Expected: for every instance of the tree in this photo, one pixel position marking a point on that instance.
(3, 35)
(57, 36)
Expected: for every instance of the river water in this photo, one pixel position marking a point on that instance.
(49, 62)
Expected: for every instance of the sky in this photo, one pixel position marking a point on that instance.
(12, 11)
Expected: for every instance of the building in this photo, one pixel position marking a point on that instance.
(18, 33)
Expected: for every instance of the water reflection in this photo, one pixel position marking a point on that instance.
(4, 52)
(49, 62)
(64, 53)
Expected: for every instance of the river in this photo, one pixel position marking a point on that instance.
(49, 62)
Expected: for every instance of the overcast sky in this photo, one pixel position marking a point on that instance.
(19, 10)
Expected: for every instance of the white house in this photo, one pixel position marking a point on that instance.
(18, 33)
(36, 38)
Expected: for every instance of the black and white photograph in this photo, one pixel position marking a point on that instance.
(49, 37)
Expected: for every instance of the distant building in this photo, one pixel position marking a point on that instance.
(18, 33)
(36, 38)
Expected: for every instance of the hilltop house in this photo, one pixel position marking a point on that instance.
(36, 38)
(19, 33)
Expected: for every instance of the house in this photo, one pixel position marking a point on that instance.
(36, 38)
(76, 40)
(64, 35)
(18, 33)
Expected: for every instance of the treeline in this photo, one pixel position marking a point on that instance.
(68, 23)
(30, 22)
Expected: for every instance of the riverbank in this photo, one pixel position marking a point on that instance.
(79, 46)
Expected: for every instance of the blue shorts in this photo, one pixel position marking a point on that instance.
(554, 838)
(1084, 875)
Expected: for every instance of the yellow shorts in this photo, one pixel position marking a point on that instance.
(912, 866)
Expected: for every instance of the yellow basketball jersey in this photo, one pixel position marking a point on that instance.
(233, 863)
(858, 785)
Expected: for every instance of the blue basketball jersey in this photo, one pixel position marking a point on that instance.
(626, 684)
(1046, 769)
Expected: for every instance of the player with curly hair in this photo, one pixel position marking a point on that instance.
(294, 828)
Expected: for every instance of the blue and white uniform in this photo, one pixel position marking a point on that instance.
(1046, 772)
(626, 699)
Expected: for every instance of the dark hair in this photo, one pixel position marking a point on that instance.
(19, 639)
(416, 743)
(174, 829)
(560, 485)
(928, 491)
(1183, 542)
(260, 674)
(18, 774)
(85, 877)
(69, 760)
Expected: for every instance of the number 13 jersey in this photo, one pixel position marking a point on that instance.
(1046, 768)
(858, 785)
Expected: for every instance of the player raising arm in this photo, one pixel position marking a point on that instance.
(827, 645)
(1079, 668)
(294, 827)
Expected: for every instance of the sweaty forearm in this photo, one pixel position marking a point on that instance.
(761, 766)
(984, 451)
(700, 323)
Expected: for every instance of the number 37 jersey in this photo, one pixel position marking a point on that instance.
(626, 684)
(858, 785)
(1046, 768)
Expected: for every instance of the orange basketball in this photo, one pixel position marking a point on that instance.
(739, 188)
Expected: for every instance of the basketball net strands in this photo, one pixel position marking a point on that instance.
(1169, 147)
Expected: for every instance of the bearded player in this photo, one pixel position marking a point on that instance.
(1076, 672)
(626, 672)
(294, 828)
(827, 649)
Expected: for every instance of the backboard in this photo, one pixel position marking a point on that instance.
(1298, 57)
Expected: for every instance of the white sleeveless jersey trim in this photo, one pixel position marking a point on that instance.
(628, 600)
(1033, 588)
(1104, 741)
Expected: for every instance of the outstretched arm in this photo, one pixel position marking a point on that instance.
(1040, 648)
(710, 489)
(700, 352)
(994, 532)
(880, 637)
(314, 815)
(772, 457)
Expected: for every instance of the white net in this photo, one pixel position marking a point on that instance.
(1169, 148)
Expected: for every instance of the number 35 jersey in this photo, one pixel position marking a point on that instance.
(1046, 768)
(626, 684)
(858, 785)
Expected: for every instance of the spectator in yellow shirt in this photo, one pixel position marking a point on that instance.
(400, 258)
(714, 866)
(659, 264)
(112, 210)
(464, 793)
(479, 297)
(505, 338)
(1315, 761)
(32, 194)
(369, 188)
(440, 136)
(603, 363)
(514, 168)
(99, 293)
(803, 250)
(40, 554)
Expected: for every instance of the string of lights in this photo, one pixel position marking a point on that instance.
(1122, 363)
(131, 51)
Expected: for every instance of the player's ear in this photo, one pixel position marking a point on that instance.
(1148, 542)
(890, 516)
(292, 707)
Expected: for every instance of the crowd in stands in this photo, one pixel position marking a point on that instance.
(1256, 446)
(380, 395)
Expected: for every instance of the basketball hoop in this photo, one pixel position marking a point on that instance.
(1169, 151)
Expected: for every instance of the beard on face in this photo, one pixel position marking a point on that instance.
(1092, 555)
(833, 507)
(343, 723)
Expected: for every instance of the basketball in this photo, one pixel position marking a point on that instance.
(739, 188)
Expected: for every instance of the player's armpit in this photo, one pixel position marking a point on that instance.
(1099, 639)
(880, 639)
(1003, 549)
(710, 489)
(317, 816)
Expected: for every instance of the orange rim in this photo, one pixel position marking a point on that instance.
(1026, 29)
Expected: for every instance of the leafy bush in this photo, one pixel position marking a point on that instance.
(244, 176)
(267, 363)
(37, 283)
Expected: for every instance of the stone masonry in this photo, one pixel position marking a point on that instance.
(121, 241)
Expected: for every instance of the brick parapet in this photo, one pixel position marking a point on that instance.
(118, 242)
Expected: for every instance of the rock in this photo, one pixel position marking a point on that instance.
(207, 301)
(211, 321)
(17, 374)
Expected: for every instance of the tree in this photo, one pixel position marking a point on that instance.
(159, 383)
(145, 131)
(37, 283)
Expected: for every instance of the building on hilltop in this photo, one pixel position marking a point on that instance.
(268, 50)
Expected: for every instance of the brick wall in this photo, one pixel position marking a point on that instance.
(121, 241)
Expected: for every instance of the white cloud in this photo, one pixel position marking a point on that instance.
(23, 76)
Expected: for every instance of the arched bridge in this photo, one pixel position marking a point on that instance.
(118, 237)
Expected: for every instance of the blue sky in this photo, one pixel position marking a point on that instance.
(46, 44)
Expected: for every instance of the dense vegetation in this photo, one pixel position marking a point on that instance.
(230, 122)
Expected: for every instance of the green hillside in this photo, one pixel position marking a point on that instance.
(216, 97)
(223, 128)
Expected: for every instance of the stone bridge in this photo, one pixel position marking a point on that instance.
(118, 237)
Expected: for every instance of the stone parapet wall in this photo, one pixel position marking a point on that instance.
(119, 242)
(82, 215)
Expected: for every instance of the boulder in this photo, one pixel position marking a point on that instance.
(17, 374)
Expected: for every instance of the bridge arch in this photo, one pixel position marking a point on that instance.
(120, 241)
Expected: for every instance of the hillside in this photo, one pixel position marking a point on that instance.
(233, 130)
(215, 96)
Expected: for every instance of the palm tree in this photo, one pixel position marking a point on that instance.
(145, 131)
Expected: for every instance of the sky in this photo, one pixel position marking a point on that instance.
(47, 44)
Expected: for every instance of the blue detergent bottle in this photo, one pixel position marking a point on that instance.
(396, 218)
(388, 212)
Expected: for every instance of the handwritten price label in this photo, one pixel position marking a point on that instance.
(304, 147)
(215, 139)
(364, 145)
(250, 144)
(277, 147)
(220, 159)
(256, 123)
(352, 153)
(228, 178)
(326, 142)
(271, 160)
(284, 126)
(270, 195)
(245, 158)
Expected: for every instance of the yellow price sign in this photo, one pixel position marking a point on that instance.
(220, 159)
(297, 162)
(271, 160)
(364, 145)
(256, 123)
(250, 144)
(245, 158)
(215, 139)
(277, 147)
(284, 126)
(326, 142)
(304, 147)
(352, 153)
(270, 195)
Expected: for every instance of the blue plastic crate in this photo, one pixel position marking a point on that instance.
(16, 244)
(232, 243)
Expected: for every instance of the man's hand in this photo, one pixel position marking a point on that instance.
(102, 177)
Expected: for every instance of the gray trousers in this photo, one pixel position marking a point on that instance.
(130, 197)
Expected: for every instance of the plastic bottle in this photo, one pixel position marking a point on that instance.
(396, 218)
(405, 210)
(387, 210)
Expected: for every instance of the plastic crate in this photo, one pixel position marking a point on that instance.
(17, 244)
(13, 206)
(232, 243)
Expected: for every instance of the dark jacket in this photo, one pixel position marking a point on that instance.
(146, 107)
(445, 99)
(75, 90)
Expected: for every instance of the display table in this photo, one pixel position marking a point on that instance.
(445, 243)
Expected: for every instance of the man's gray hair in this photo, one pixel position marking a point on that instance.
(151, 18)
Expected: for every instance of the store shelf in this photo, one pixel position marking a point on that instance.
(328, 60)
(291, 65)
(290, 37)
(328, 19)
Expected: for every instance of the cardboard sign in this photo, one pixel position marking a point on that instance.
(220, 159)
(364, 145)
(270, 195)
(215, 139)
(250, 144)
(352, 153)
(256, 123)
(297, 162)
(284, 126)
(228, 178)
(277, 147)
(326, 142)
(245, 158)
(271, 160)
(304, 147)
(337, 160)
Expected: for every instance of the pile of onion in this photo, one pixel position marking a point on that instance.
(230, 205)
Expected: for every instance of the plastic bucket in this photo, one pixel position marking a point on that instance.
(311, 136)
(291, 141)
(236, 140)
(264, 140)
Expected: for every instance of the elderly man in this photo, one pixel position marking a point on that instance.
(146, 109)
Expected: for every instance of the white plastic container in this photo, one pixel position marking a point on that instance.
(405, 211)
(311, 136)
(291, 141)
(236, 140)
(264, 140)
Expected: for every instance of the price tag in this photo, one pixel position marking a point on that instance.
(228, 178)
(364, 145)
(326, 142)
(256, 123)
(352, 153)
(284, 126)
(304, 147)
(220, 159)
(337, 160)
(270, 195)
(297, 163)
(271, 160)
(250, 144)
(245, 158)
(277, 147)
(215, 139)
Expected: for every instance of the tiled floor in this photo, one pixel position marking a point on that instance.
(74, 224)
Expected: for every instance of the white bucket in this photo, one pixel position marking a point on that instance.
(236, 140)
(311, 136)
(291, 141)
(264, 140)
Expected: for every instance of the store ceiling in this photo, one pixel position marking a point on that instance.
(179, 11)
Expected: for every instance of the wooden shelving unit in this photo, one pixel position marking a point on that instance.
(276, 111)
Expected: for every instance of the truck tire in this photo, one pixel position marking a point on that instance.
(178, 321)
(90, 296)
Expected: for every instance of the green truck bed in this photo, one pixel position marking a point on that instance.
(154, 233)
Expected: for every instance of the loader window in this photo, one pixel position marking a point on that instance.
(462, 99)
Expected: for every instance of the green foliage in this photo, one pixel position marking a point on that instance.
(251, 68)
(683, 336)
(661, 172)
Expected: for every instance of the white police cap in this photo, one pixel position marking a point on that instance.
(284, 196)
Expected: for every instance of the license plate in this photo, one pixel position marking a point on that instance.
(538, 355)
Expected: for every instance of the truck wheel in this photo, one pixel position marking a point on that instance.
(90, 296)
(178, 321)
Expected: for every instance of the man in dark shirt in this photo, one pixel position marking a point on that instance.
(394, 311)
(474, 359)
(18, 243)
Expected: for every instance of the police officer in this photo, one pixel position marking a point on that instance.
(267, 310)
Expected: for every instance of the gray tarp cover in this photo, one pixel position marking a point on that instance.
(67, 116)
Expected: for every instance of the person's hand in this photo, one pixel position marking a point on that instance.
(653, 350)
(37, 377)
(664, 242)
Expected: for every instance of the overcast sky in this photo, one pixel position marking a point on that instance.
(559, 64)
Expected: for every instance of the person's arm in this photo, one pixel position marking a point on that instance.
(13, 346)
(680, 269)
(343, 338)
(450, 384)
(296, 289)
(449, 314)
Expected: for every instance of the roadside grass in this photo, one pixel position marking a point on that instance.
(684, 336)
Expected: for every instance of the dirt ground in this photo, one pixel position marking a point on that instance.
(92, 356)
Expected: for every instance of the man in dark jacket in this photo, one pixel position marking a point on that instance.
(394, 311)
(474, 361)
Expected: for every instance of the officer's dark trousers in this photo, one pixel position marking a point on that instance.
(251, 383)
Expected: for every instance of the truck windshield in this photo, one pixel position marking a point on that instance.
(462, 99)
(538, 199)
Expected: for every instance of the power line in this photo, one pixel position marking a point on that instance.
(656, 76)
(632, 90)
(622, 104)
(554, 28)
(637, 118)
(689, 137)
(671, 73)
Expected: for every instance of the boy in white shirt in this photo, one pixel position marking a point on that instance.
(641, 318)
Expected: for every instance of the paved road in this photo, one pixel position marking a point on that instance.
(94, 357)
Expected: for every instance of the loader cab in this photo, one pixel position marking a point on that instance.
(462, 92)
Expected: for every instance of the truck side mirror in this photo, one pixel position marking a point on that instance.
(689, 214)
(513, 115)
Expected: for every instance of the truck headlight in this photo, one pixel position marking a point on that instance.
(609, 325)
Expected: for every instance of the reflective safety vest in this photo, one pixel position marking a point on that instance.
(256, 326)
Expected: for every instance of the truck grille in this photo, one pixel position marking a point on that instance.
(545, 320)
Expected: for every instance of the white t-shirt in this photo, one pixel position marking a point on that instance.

Problem: Only the lines from the one containing "Expected: for every instance of the truck windshield" to the end of the records should be repeated, exactly as they appear.

Correct result:
Expected: for every instance of the truck windshield in this photo, one pixel position marking a point on that instance.
(462, 99)
(538, 199)
Expected: for every instance of the power line in this photo, one pixel position marking a point on that instance.
(656, 76)
(632, 90)
(622, 104)
(554, 28)
(637, 118)
(689, 137)
(671, 73)
Expected: for every instance of the boy in white shirt in this photo, one pixel position marking a point on that instance.
(641, 318)
Expected: for every instance of the paved road in this photo, one pixel position marking a point on that instance.
(94, 357)
Expected: for every instance of the loader cab in this photo, one pixel position marking a point on that instance.
(462, 92)
Expected: for every instance of the truck side mirror in this photo, one pixel position marking a point on that instance.
(689, 214)
(513, 115)
Expected: for every instance of the truck headlight in this photo, one pixel position marking a point on that instance.
(609, 325)
Expected: for every instance of the reflective safety vest in this photo, one pixel position marking a point on that instance.
(256, 326)
Expected: for every instance of the truck grille in this photo, one pixel position marking a point on that instance.
(545, 320)
Expected: for every instance of the white t-shirt in this photo, one pixel position marking a point on that instance.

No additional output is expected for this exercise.